===== GIVEN RECORDS
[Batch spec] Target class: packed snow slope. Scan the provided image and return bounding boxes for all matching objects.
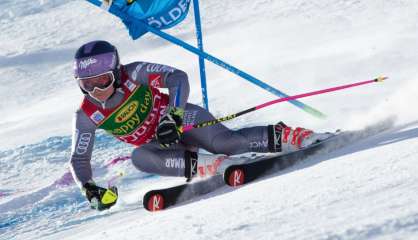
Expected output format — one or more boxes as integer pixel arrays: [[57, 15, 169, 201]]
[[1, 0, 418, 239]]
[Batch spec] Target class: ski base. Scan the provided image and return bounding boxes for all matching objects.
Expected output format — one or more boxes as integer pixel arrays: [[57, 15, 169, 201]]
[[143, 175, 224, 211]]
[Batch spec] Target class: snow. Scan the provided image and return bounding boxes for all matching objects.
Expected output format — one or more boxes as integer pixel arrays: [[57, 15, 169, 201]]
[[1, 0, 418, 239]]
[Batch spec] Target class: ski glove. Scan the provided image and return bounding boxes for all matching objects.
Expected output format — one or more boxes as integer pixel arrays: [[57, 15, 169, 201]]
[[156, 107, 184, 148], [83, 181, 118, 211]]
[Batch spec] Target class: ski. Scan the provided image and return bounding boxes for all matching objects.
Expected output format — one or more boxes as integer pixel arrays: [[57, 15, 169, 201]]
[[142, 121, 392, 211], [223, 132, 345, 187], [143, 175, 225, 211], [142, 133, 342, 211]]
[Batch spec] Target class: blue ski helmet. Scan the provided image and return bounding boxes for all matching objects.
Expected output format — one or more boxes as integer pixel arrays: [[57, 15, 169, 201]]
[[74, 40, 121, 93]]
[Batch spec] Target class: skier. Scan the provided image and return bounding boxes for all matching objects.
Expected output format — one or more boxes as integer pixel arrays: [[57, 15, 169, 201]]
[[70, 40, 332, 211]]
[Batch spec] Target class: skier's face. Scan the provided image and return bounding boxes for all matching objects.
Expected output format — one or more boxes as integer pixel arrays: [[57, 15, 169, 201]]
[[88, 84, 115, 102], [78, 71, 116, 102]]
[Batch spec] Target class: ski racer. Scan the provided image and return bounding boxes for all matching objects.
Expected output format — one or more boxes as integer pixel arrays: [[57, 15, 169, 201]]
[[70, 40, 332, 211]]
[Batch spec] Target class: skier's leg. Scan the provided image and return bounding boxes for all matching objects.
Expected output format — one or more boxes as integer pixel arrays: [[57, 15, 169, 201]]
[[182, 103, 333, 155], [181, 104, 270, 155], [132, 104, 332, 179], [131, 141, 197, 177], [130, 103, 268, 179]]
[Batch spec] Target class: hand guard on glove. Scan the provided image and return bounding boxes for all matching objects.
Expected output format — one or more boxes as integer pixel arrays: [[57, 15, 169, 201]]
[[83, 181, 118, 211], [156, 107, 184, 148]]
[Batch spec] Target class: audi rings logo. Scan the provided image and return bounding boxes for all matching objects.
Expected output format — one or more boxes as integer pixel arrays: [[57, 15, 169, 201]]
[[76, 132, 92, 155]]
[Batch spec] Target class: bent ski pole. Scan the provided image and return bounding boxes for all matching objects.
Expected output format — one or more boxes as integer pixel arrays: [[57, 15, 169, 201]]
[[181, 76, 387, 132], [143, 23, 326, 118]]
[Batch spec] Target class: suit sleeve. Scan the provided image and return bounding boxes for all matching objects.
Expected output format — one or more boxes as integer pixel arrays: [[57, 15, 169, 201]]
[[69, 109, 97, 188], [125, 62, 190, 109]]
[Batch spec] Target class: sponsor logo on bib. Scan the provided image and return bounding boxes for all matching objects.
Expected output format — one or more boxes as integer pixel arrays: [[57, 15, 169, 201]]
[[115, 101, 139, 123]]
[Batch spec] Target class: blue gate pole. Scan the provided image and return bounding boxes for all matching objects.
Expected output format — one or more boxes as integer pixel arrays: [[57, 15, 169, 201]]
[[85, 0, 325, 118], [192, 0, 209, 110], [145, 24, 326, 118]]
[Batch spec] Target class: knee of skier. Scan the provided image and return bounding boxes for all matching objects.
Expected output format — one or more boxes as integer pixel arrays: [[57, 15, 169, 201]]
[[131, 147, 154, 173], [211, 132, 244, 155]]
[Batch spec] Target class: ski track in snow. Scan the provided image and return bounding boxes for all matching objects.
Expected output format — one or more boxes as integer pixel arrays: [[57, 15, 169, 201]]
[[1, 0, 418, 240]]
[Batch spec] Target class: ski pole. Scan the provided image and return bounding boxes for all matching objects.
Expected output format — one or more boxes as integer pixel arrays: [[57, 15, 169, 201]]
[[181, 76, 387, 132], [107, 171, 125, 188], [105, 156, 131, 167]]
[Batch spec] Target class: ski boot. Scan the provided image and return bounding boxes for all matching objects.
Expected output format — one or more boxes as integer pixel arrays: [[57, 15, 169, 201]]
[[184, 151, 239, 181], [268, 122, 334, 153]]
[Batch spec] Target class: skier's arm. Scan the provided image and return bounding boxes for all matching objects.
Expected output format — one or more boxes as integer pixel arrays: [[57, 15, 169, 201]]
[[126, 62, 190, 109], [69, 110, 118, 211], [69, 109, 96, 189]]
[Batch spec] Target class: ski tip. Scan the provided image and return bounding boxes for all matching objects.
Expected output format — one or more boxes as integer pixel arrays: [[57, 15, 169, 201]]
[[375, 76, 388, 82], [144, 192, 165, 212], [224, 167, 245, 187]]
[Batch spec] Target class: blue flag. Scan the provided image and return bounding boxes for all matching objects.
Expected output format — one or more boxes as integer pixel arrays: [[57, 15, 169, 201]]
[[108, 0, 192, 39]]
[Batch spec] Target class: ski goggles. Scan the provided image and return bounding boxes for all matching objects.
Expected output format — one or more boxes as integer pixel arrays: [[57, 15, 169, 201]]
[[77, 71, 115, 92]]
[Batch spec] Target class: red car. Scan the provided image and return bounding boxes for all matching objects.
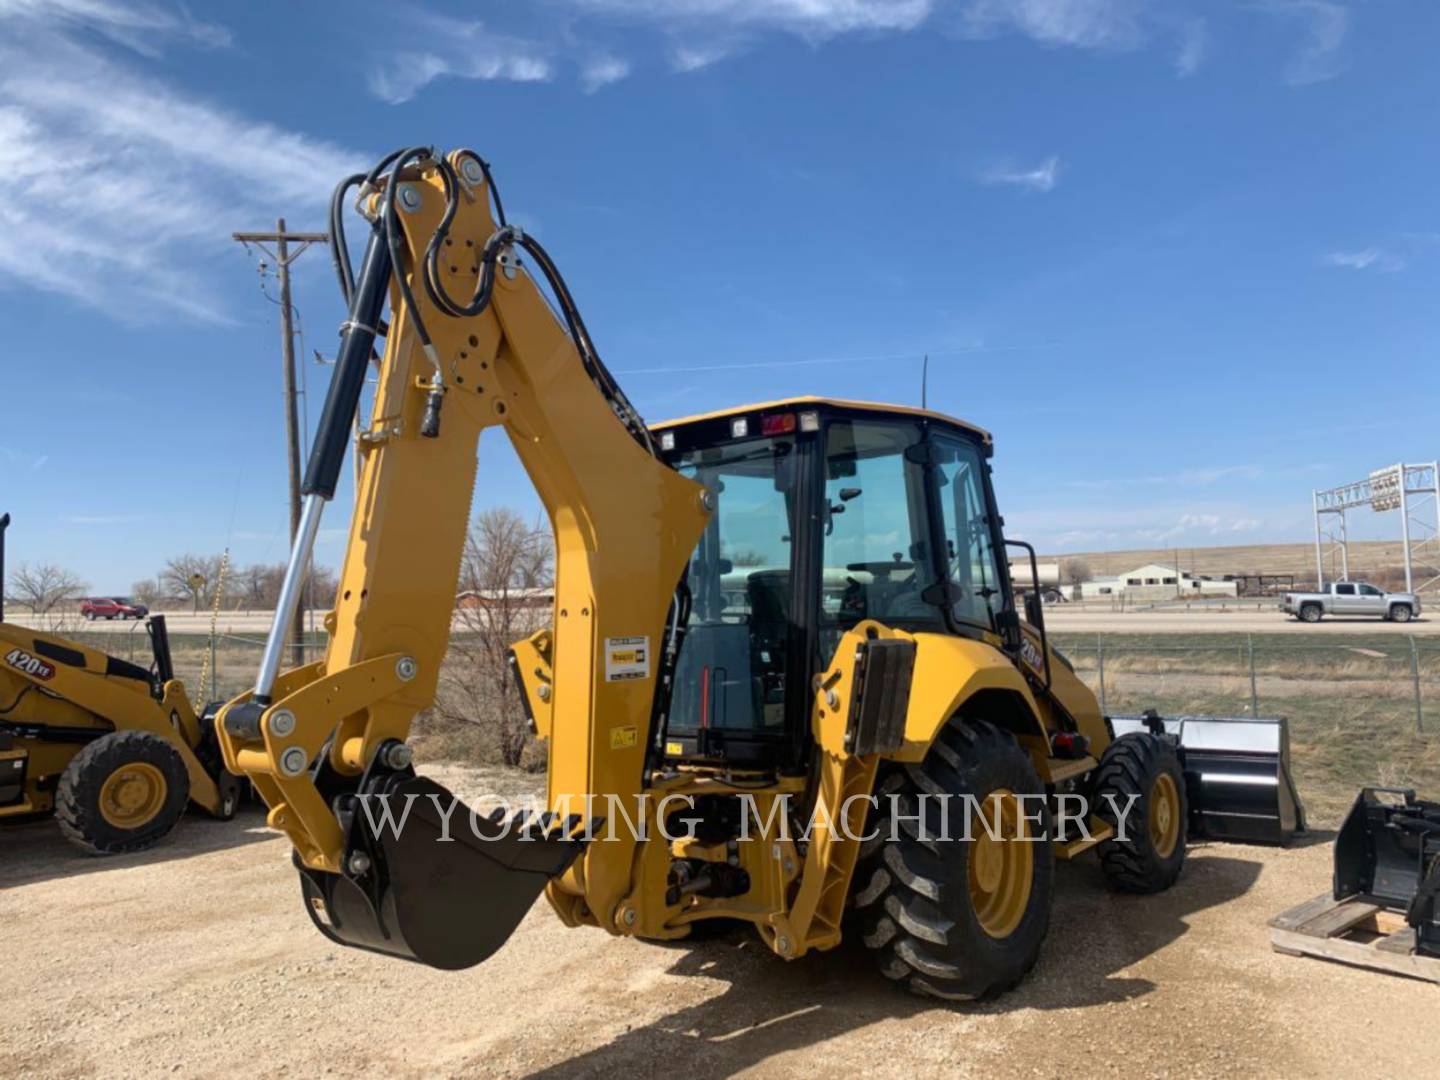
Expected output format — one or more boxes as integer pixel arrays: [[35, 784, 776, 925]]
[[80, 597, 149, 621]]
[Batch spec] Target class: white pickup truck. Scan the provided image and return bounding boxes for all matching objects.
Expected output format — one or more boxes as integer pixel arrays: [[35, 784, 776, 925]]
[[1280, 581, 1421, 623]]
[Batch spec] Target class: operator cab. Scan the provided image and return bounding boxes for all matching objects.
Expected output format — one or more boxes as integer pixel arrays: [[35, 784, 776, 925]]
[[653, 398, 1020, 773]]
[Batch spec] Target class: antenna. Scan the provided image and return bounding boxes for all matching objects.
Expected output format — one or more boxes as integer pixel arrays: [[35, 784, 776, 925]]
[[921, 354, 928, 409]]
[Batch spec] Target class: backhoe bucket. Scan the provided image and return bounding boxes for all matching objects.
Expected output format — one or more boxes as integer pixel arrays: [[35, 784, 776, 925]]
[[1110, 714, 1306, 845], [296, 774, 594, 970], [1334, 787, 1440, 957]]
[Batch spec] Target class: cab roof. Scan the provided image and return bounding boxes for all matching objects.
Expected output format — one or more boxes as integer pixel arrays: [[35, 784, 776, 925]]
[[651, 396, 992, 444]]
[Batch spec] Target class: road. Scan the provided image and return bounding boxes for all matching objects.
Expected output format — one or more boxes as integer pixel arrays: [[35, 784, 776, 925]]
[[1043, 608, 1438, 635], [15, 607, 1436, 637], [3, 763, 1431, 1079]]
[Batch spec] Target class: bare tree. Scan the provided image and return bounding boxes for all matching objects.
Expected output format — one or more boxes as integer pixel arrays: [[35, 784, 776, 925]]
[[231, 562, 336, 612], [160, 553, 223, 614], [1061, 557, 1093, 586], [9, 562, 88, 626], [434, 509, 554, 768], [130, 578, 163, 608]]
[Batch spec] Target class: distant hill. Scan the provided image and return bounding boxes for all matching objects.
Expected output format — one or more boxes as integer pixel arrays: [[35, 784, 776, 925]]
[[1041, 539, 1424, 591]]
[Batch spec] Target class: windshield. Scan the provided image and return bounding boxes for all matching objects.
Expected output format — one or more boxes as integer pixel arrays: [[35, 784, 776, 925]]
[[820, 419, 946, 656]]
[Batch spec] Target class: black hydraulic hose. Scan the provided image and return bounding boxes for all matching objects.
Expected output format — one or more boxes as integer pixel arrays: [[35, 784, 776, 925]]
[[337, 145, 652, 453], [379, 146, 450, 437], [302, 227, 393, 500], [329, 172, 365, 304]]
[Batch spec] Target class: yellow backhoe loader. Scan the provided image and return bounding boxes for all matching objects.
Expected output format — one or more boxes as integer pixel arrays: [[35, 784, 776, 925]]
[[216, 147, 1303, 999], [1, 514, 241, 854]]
==========
===== GIVEN RECORDS
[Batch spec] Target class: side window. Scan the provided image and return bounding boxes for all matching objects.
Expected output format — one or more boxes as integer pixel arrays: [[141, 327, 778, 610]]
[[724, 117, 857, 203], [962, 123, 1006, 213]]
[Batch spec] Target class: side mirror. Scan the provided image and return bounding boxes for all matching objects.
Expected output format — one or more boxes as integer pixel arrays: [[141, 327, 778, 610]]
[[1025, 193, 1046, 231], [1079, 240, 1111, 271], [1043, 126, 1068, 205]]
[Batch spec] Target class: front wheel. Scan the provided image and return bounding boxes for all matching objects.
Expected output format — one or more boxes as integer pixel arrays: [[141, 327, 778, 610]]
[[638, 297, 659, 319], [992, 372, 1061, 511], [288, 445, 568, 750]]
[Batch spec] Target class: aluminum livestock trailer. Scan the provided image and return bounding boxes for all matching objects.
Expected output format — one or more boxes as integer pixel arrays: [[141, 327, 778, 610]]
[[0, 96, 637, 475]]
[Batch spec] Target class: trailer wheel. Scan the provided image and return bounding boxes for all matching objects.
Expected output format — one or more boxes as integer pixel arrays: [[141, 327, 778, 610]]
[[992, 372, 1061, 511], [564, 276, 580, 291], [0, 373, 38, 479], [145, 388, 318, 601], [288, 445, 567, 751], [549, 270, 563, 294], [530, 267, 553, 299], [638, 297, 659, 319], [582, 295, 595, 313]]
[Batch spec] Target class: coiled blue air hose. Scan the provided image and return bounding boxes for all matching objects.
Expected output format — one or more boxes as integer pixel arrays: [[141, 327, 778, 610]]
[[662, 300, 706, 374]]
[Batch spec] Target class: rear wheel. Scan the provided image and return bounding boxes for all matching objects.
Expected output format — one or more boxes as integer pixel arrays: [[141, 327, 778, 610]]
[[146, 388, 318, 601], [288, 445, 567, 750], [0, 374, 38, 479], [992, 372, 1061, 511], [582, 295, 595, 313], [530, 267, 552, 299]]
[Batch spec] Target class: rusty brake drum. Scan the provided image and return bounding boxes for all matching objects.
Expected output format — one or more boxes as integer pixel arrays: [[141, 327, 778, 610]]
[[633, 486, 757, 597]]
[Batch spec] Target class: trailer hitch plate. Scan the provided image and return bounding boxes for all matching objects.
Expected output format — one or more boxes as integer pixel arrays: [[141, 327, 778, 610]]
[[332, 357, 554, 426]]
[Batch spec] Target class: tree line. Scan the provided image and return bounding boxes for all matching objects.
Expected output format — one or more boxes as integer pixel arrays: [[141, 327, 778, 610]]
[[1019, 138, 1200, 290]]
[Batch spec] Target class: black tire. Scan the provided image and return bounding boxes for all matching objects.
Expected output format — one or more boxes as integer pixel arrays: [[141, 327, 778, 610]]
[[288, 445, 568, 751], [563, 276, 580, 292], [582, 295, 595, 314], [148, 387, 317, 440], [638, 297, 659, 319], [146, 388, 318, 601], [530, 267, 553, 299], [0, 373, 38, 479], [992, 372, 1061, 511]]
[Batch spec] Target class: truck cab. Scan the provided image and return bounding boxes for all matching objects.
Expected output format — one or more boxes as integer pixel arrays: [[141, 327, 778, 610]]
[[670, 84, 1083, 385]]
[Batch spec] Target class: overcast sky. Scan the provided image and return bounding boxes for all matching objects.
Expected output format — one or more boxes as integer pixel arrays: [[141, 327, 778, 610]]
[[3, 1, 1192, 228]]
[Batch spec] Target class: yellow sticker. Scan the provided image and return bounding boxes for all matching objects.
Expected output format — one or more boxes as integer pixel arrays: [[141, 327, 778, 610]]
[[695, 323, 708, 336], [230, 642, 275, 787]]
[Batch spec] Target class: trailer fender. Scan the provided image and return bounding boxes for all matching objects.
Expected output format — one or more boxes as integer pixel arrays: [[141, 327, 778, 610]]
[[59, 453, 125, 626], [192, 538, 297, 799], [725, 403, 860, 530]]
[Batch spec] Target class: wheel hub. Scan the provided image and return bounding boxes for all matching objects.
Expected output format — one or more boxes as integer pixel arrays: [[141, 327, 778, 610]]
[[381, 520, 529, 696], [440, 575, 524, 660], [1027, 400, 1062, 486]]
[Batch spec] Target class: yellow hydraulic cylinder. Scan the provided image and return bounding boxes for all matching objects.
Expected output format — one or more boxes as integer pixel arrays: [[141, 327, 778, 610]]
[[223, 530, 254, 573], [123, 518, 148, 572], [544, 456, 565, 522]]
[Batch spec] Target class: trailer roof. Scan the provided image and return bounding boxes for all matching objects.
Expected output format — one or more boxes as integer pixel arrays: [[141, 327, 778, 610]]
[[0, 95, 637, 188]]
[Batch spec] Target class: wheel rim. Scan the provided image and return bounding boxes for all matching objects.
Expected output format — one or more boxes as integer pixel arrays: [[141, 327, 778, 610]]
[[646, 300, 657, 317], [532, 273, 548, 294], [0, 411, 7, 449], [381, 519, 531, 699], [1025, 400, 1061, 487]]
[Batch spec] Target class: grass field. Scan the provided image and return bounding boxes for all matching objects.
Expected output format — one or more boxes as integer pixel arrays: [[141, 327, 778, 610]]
==========
**WORK INSTRUCTION**
The expected output is the lines above from the one containing "[Batch spec] Target class: packed" to the one containing "[Batch spec] Target class: snow.", both ends included, reproduced exactly with every picture left out.

**RESPONSE BELOW**
[Batch spec] Target class: packed snow slope. Scan the provided image and return bounding boxes for all matching objects.
Expected output format — one or more boxes as integer pixel arrays: [[57, 15, 169, 201]]
[[1, 0, 418, 239]]
[Batch spec] Target class: ski base. Scan the provided image and return bounding boxes for all matching objects.
Expected output format — one or more boxes as integer pixel arrays: [[57, 15, 169, 201]]
[[143, 175, 224, 211]]
[Batch spec] Target class: snow. Scan the provided image and return bounding boxes for all matching objects.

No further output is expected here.